# PASSAGE
———

Jeffrey A. Sumner                                                                            May 13, 2012

05-06-12 THE GOSPEL GOES FORTH

Download | Duration: 00:14:00



THE GOSPEL GOES FORTH

Acts 8: 26-40

Witnessing to others about the gospel of Jesus Christ has not been a sacrificial venture for many of us in 21st century America. Presbyterians often may take the “actions speak louder than words” approach to telling others about our faith. Few of us hand out religious tracts, or pamphlets, around neighborhoods and knock on doors; few of us stand on street corners with a sandwich board held high saying “Repent, for the Kingdom of God is at hand!” But there should be no mistake about it: just as the unofficial slogan among higher education professors is “publish or perish,” the unofficial slogan for Christians is “witness or perish.” The Great Commission from the lips of our Lord Jesus himself in Matthew 28 commands us to do so: “Go ye into all the world and make disciples of all nations; baptizing them in the name of the Father, and of the Son, and of the Holy Spirit. And lo, I am with you always, to the close of the age.” That is what we are to spread around the globe: the Great Commission; it’s like Christ’s final words to his loved ones as he departed from the earth until he comes again. Jesus laid that work squarely in our laps. Sometimes that work can be pleasant—like telling a new neighbor where you go to church and inviting them to come with you; or sharing with a new friend about the time you decided to be Christian, or the day when God’s amazing grace saved a wretch like you. There are other times, however, when Christians have had to take a stand that cost them their lives. We call them martyrs. Even some of the original Twelve Apostles, or at least 11, were martyrs, and the word “martyr” itself means “witness,” but it is a witness to the point of death.  In the 20th Century Dietrich Bonhoeffer was a Christian martyr in Germany during the Third Reich when he would not put the fuhrer Hitler ahead of Christ. Our apostles’ banner that hung in our sanctuary from Palm Sunday through Easter had the shields of the apostles on it, most of which depicted the traditional way they were martyred. Witnessing happens in various ways.

———

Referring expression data
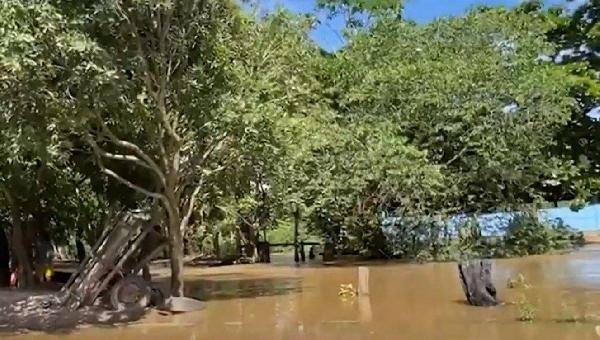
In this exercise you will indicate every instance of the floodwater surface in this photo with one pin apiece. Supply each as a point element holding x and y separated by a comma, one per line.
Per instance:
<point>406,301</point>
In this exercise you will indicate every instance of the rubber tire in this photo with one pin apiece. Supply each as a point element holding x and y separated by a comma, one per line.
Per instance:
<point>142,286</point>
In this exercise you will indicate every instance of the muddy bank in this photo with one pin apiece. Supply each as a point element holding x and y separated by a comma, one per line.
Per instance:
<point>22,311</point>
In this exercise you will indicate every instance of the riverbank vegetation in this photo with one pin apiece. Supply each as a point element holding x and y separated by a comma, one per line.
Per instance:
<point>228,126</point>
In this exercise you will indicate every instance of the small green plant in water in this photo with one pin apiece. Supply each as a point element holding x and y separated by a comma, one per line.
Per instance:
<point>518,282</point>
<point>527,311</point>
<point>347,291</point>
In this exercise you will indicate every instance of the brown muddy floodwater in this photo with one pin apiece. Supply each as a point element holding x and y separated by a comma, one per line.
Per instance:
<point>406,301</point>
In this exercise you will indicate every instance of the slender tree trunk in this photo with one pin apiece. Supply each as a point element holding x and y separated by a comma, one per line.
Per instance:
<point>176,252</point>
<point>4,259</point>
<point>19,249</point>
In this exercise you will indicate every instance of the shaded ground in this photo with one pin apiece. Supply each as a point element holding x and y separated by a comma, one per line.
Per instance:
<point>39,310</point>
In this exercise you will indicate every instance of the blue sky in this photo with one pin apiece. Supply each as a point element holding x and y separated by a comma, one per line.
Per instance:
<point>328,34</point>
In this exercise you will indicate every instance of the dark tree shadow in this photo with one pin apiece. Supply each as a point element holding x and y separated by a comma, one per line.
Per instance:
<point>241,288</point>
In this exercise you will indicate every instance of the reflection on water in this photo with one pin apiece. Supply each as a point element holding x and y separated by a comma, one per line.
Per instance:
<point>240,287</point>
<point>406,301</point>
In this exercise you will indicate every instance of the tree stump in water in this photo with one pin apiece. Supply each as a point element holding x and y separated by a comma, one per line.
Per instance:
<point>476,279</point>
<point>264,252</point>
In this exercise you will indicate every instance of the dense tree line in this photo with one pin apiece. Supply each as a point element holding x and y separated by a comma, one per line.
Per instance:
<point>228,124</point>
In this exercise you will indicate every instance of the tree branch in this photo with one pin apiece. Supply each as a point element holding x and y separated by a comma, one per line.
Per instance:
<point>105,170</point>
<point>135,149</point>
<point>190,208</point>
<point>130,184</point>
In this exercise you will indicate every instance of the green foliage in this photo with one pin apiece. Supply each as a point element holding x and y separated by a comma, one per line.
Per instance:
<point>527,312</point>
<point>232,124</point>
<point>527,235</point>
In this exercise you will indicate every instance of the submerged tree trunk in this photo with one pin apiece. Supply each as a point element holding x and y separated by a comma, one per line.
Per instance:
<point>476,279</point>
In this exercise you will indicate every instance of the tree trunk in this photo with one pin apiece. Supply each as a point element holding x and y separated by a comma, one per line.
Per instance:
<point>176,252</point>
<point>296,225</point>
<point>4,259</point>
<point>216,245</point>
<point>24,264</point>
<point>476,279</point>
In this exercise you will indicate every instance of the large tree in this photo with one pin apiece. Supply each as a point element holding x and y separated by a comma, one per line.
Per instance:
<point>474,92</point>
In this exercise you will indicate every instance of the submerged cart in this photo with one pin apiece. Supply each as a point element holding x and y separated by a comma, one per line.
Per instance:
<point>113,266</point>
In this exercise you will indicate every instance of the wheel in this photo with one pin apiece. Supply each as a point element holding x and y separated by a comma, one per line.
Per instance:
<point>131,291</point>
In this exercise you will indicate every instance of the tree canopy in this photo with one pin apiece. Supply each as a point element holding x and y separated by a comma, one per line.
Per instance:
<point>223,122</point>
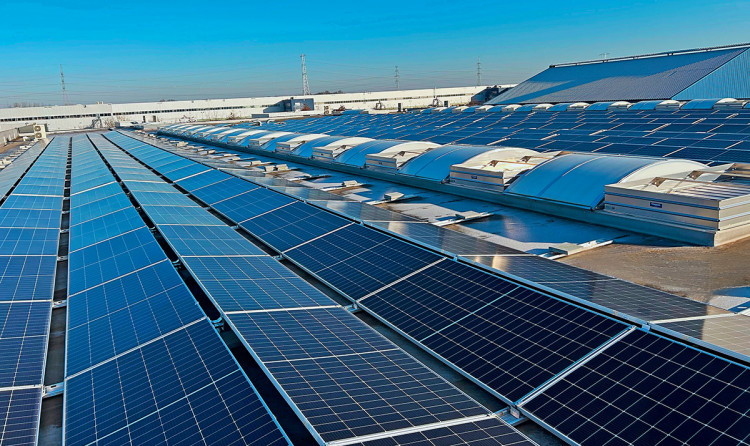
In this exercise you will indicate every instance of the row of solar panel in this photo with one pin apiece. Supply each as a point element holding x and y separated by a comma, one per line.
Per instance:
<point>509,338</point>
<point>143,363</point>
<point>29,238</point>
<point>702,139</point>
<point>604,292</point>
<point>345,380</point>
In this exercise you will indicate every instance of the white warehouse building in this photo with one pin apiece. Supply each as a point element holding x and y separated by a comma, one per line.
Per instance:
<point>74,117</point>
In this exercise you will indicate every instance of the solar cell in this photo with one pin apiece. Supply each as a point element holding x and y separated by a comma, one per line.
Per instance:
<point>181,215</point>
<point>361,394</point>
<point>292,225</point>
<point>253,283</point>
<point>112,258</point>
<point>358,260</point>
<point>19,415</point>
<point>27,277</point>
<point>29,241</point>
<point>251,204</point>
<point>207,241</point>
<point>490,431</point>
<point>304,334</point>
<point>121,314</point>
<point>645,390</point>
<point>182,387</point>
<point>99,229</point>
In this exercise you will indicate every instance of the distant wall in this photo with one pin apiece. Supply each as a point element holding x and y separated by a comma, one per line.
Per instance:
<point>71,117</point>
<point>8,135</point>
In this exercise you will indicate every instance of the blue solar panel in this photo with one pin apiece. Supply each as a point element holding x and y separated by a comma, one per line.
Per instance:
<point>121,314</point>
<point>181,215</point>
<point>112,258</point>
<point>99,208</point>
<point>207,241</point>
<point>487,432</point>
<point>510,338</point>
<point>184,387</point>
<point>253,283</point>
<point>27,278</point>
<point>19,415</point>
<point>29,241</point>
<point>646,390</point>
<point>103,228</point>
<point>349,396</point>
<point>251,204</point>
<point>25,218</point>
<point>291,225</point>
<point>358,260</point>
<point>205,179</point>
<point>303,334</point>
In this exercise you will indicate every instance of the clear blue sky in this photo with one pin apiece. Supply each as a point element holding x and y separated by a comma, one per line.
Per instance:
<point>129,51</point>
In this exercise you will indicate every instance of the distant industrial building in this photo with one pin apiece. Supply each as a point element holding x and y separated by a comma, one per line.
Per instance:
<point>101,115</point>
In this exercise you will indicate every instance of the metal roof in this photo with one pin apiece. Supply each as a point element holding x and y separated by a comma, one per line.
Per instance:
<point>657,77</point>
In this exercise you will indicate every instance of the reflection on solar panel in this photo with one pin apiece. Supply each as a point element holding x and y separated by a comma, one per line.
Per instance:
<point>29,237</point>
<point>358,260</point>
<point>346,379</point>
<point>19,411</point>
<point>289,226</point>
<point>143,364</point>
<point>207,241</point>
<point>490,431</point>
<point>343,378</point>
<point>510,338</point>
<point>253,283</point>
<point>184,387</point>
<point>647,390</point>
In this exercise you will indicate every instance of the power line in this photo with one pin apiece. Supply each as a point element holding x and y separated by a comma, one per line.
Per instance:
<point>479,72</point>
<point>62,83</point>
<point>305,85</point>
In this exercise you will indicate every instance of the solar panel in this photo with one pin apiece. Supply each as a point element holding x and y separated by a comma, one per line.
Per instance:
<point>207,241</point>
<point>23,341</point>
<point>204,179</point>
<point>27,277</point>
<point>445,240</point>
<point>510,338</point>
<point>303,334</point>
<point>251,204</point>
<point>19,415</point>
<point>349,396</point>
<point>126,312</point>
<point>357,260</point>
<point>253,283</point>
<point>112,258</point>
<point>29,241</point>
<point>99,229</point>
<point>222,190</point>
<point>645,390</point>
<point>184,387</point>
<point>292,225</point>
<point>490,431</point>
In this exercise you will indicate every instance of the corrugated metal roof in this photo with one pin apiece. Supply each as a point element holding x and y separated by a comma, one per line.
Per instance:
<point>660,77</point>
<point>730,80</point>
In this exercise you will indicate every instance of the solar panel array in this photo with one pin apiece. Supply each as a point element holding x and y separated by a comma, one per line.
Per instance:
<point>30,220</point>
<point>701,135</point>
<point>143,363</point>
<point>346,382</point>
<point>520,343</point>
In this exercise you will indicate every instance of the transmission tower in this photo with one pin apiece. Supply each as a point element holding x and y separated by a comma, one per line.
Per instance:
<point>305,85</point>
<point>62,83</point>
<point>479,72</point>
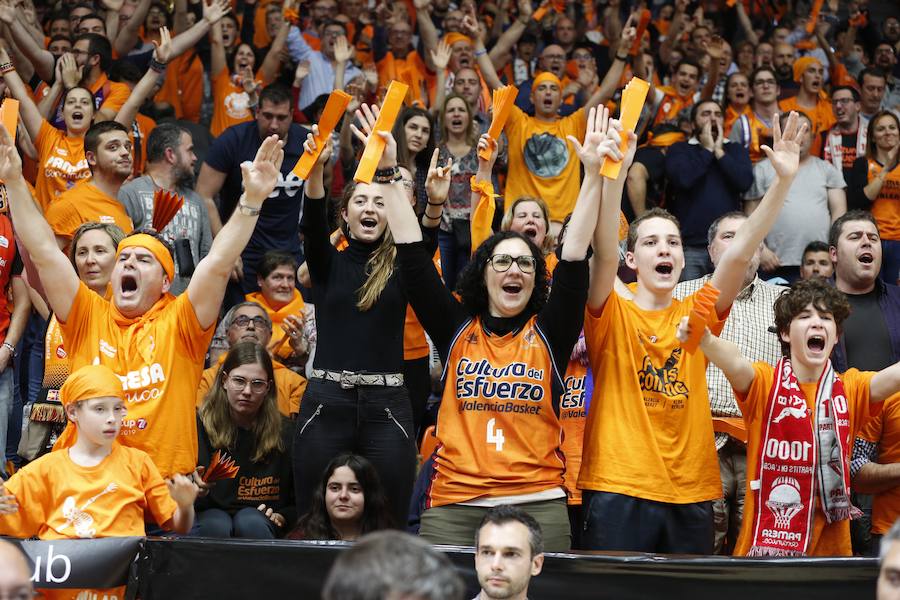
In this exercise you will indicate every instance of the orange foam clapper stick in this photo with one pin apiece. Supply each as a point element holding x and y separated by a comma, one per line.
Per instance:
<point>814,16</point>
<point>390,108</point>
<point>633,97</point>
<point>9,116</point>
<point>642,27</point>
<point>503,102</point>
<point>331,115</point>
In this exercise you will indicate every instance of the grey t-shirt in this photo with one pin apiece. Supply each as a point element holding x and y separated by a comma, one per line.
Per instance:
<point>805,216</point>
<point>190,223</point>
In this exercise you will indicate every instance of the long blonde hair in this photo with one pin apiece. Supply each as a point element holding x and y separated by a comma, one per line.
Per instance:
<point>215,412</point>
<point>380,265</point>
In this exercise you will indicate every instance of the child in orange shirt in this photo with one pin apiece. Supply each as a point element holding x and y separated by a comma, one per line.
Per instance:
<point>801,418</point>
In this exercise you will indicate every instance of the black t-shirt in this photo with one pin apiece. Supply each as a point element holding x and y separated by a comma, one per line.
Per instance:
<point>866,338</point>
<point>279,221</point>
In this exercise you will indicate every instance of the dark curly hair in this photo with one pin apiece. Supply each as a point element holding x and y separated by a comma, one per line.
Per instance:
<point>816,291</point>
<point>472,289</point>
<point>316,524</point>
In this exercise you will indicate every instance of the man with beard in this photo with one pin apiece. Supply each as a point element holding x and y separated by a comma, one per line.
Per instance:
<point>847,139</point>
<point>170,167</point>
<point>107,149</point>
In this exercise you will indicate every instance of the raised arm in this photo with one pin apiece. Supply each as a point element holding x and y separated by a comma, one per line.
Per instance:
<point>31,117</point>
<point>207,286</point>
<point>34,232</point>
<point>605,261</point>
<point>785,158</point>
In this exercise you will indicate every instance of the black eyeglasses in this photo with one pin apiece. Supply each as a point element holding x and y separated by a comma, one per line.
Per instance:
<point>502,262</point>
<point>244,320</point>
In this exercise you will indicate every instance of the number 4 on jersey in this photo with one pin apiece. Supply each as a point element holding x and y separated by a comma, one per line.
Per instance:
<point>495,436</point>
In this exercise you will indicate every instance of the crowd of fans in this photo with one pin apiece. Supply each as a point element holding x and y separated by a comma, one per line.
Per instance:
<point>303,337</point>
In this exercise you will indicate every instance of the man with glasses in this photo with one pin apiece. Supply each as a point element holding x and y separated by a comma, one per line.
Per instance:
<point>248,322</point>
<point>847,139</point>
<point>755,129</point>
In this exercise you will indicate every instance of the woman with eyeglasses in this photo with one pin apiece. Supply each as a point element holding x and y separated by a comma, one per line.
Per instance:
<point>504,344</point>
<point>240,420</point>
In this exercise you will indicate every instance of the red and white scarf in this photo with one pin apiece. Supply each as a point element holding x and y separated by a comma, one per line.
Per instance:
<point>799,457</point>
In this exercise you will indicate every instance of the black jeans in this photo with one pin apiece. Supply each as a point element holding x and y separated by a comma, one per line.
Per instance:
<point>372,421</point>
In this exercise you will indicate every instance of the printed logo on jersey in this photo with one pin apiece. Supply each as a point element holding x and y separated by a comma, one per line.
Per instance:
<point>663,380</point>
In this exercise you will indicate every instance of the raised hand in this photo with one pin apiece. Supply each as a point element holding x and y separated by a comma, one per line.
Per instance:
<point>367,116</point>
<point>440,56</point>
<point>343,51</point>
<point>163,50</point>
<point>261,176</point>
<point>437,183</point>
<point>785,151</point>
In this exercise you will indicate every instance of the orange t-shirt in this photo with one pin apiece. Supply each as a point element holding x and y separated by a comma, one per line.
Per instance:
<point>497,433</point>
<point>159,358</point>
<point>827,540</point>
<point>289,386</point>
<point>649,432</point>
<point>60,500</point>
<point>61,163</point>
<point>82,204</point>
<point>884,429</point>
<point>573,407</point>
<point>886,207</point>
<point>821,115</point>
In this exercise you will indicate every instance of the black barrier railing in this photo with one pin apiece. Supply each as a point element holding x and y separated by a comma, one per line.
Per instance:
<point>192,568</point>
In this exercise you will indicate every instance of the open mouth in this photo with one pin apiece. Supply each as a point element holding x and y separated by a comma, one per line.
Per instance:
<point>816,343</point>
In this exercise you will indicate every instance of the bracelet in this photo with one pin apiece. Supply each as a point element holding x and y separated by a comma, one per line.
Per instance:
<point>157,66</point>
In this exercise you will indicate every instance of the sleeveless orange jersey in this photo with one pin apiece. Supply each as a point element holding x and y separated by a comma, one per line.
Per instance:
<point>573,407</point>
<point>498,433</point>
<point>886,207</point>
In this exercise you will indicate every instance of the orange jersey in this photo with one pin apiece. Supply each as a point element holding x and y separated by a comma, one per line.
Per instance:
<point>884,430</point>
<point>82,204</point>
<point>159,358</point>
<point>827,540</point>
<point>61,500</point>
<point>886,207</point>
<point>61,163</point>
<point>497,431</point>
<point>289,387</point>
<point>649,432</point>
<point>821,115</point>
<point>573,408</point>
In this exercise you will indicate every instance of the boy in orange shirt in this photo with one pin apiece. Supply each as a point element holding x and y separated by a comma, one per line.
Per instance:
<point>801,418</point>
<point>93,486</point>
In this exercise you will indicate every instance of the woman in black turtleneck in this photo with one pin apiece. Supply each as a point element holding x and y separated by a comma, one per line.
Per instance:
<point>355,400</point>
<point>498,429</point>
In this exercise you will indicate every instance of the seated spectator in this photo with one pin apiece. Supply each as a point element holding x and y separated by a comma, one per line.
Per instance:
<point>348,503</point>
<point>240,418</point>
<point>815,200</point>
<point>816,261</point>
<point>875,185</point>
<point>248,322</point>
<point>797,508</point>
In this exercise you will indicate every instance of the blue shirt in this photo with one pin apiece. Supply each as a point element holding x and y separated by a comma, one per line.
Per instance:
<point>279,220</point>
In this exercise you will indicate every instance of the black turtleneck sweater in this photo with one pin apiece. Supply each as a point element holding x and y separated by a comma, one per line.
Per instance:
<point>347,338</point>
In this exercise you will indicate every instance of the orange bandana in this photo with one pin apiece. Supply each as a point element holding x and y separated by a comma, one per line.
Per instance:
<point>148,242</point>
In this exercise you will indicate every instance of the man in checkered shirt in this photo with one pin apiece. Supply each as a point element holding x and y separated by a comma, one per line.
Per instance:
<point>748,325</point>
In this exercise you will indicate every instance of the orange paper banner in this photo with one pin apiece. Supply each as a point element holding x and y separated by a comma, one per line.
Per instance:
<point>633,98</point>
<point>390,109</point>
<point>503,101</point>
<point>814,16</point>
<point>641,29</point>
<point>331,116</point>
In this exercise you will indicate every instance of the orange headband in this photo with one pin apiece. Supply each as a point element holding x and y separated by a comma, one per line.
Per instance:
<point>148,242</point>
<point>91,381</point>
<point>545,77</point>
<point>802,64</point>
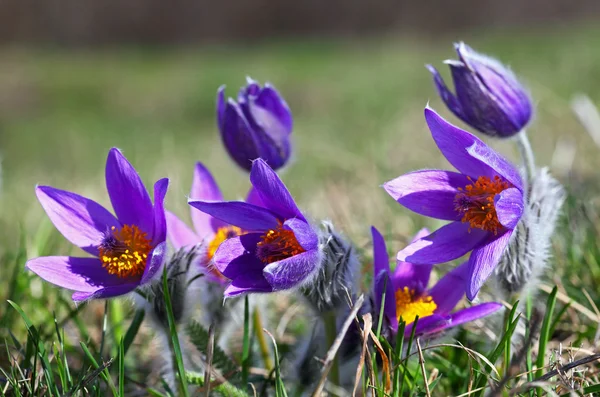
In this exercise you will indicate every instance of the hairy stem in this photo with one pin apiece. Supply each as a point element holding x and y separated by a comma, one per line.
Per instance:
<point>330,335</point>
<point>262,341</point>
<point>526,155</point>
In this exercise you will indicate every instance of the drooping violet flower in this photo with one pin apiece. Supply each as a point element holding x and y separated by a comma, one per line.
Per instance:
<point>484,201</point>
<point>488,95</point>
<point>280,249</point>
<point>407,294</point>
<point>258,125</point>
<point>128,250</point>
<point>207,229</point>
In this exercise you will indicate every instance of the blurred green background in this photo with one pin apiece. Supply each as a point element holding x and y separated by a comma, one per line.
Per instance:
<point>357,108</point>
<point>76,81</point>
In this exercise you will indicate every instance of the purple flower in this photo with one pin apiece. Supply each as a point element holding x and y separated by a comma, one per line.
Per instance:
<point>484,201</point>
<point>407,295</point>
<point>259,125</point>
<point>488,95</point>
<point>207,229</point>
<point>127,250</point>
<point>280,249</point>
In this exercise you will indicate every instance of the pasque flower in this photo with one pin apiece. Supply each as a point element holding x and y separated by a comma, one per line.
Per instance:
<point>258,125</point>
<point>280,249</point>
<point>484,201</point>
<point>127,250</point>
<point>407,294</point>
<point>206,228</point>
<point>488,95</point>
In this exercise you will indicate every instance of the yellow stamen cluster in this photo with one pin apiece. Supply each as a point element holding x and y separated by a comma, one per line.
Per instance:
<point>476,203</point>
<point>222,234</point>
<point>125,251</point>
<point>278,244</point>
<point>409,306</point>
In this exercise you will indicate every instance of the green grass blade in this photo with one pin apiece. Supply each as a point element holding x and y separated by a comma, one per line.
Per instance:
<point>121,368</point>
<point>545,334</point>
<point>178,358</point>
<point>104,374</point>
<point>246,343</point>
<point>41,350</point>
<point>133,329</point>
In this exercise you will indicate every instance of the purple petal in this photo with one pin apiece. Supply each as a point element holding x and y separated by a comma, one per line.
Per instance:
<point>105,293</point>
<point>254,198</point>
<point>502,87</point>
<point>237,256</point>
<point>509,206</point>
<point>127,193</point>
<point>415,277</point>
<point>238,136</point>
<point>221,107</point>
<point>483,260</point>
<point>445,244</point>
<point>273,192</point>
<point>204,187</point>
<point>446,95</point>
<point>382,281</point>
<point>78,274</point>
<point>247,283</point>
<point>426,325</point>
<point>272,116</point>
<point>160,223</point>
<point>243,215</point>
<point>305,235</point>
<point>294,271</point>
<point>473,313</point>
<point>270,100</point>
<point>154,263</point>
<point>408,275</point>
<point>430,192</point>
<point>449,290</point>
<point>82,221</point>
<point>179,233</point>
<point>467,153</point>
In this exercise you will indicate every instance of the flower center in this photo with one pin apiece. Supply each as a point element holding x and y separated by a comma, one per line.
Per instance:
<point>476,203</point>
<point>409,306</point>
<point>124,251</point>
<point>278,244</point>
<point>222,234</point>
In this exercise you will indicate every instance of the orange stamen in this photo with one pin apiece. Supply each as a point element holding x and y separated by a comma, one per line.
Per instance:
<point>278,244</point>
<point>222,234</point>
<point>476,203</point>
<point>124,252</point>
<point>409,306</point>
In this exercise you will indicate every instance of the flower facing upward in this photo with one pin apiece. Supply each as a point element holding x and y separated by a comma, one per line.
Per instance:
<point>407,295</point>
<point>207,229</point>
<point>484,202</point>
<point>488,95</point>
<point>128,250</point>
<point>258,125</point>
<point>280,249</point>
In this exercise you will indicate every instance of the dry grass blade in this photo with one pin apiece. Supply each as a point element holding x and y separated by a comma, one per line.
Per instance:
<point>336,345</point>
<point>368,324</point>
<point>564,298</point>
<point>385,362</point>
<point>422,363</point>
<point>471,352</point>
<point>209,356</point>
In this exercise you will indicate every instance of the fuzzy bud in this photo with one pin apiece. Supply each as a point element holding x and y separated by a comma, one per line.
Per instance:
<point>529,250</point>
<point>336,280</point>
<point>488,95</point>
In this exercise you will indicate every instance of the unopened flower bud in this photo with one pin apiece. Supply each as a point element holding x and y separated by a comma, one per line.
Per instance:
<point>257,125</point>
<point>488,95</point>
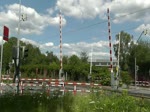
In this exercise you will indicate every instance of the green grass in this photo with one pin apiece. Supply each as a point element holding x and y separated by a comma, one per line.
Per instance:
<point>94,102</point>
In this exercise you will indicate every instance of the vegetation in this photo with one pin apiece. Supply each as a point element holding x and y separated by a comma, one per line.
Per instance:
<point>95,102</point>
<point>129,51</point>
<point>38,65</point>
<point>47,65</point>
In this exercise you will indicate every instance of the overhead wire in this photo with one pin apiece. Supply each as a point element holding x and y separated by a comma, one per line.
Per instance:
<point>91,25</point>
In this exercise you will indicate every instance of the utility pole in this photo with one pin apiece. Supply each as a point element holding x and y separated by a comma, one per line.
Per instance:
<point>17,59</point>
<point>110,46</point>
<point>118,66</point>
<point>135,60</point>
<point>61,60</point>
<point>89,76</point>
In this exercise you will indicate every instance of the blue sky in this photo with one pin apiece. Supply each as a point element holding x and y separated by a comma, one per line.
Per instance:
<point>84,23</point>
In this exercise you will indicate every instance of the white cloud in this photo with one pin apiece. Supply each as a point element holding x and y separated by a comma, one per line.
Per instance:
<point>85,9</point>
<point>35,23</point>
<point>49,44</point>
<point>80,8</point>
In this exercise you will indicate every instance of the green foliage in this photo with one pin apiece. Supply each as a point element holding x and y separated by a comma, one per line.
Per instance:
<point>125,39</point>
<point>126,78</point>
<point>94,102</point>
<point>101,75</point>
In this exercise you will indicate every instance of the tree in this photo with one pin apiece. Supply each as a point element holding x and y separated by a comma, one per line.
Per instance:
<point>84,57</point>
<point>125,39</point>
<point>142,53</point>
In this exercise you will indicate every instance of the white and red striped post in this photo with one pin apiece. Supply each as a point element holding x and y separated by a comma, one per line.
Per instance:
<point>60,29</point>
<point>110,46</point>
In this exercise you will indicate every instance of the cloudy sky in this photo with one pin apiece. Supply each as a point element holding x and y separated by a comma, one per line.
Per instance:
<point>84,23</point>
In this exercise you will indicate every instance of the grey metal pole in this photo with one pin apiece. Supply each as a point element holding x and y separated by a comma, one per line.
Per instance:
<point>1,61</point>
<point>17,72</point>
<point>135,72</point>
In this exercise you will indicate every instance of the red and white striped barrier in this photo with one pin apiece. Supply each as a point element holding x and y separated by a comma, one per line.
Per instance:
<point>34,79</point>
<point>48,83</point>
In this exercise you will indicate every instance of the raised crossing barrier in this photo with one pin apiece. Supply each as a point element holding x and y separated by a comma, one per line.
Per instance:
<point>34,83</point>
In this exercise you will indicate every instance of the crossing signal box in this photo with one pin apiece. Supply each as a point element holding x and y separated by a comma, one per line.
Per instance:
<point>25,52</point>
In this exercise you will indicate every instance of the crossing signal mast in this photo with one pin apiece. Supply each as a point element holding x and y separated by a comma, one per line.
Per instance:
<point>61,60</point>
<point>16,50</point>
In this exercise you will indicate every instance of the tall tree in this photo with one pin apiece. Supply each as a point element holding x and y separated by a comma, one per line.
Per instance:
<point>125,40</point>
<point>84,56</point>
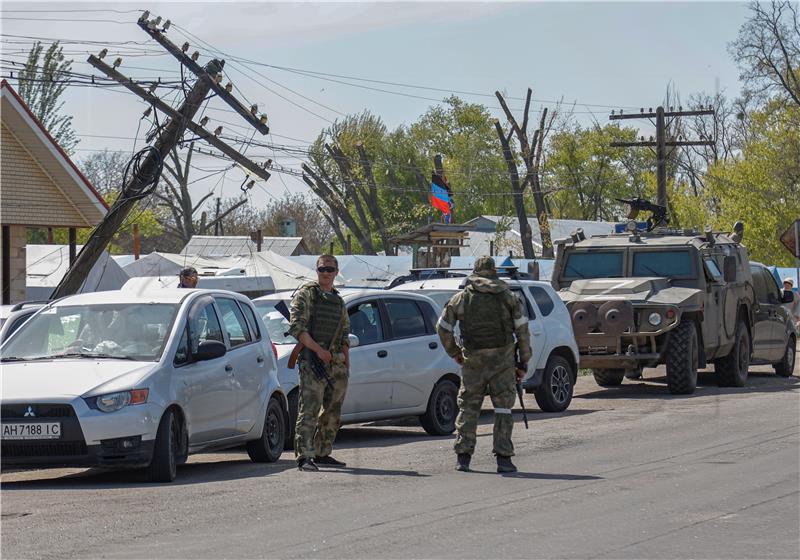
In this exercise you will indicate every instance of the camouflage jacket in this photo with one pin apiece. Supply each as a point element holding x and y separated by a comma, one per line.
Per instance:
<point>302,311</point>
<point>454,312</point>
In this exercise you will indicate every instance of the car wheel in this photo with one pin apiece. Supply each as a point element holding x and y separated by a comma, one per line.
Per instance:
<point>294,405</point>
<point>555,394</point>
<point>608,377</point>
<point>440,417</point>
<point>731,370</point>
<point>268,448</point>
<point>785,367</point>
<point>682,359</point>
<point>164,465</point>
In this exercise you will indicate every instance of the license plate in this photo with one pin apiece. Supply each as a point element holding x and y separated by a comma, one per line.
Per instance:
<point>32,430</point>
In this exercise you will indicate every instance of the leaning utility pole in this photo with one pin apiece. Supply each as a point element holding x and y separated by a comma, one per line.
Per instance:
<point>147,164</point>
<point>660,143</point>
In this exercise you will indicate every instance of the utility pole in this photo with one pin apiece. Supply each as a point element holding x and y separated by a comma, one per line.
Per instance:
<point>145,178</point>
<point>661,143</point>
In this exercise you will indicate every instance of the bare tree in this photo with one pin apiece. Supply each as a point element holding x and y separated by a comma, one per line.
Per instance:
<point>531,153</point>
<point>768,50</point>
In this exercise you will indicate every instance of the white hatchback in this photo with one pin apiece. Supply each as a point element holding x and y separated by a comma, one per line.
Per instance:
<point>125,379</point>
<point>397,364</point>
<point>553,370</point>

———

# ABOUT THIS EXERCISE
Reproduce the full sermon text above, word for word.

# RESULT
Jeffrey A. Sumner                                                                            May 13, 2012

05-06-12 THE GOSPEL GOES FORTH

Download | Duration: 00:14:00



THE GOSPEL GOES FORTH

Acts 8: 26-40

Witnessing to others about the gospel of Jesus Christ has not been a sacrificial venture for many of us in 21st century America. Presbyterians often may take the “actions speak louder than words” approach to telling others about our faith. Few of us hand out religious tracts, or pamphlets, around neighborhoods and knock on doors; few of us stand on street corners with a sandwich board held high saying “Repent, for the Kingdom of God is at hand!” But there should be no mistake about it: just as the unofficial slogan among higher education professors is “publish or perish,” the unofficial slogan for Christians is “witness or perish.” The Great Commission from the lips of our Lord Jesus himself in Matthew 28 commands us to do so: “Go ye into all the world and make disciples of all nations; baptizing them in the name of the Father, and of the Son, and of the Holy Spirit. And lo, I am with you always, to the close of the age.” That is what we are to spread around the globe: the Great Commission; it’s like Christ’s final words to his loved ones as he departed from the earth until he comes again. Jesus laid that work squarely in our laps. Sometimes that work can be pleasant—like telling a new neighbor where you go to church and inviting them to come with you; or sharing with a new friend about the time you decided to be Christian, or the day when God’s amazing grace saved a wretch like you. There are other times, however, when Christians have had to take a stand that cost them their lives. We call them martyrs. Even some of the original Twelve Apostles, or at least 11, were martyrs, and the word “martyr” itself means “witness,” but it is a witness to the point of death.  In the 20th Century Dietrich Bonhoeffer was a Christian martyr in Germany during the Third Reich when he would not put the fuhrer Hitler ahead of Christ. Our apostles’ banner that hung in our sanctuary from Palm Sunday through Easter had the shields of the apostles on it, most of which depicted the traditional way they were martyred. Witnessing happens in various ways.